**What is expected**.
Exactly how many lines in this data contain the word "mountain"? Only the number should be given.

Stored entries:
● ● ●

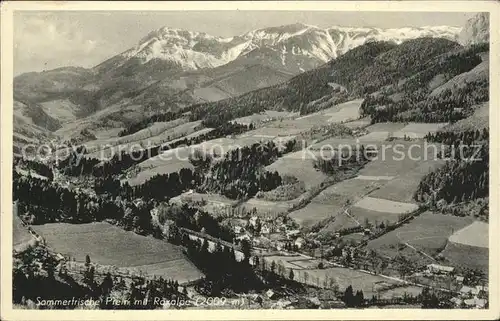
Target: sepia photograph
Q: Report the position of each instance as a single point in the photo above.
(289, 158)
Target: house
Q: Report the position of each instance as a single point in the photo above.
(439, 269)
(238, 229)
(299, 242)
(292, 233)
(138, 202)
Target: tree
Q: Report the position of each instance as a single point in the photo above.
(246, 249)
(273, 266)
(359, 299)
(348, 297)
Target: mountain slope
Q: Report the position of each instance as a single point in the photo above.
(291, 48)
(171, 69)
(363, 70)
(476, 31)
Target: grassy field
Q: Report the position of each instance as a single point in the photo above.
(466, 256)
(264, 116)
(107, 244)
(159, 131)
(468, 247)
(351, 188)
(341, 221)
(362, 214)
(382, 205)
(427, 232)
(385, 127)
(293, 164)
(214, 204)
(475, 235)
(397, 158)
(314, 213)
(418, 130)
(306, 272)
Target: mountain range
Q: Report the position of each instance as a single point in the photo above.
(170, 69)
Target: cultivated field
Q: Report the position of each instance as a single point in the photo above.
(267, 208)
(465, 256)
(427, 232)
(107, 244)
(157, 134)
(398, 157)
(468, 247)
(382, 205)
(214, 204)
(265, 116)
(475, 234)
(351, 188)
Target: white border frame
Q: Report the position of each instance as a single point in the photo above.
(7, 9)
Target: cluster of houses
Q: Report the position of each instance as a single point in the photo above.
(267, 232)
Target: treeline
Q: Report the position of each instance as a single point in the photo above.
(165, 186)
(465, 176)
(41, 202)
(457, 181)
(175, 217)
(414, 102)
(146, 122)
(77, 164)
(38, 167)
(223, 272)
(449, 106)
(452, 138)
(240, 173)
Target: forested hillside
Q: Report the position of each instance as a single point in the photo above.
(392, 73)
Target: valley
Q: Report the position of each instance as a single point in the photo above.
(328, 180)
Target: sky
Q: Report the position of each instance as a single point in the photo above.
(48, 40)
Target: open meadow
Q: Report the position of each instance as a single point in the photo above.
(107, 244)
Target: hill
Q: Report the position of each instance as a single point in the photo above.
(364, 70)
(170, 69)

● ● ●

**Problem solution**.
2